▶ _Required tasks_:
• A. In the text on streaming bandwidth, rewrite the part from "Section 4 illustrates" to "out the system.", replacing "challenges" with "obstacles".
• B. In the text on streaming bandwidth, what share of worldwide internet bandwidth does Netflix alone use?

▶ _Text provided_:

Section 1 describes the problem with the current streaming infrastructure.
Section 2 notes some related work to address these issues.
Section 3 outlines the design of the overall system.
Section 4 illustrates a variety of challenges encountered in the process.
Section 5 covers the real-world demonstration conducted to prove out the system.
Section 6 concludes with the next steps needed for the further development.

Section 1: The Broadband Problem

As more and more households start to use streaming services, with around 90% of households using at least one Subscription Video On Demand (SVOD) service [1], and others using free ad-supported services like YouTube, free advertising-supported streaming television (FAST) channels, or Advertising Video On Demand (AVOD), streaming video bandwidth usage has correspondingly increased. In 2022, over 65% of internet traffic was purely streaming video [2], with projections that video will reach over 80% shortly. Netflix alone uses 15% of internet bandwidth worldwide [2]. ISPs have consequently had to adjust their infrastructure to adapt to this drastic increase in traffic, a nearly 60x increase since 2007 when the iPhone was unveiled and Netflix launched their streaming service [3]. Current estimates are that that rate will continue to increase at 25% per year (Figure 1) [4].

FIGURE 1: THE INCREASE IN AVERAGE MONTHLY INTERNET TRAFFIC BY YEAR.

The data usage has also impacted the streaming services. Video streaming has a tremendous infrastructure cost, forcing compromises and mitigations. On the mitigation side, there are efforts like Netflix’s Open Connect project. This is a system whereby Netflix has distributed caching servers to thousands of ISP headends in almost every country on the planet at the cost of about $1 billion [5]. This allows them to store their VOD content locally at the ISP, serving it to the ISP’s customers from inside the network instead of requiring the ISP to transfer the traffic from Netflix’s data centers across a Tier 1 or Tier 2 network. While this is an ingenious solution for VOD with a noticeable impact on their distribution costs, it still puts them substantially above the equivalent cost for broadcast and incurs serious delay issues for live events. It also adds significant complexity to the delivery apparatus compared to broadcast, causing issues such as the “Love is Blind” live reunion fiasco in 2023 due to technical bugs (hour-long delays caused by an overwhelmed distribution infrastructure). In a notable example of the impact of this cost, the live streaming company, Twitch, recently pulled out of the South Korean market due to the high costs incurred from the ‘sender-party-pays’ model of bandwidth usage required in the country. This same model has been pitched in the EU and US and could further drive up costs if implemented.

▶ _Dataset excerpts_:
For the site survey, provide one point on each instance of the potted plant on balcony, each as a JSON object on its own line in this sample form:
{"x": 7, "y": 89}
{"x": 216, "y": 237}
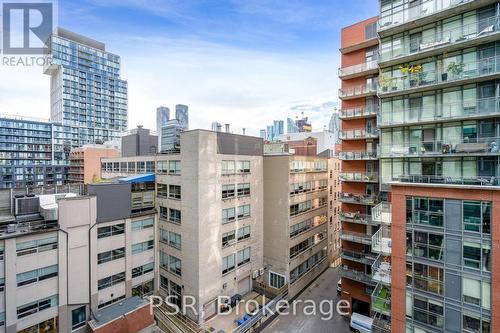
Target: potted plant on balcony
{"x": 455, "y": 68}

▶ _Results in order_:
• A.
Section 4 illustrates a variety of obstacles encountered in the process.
Section 5 covers the real-world demonstration conducted to prove out the system.

• B. 15%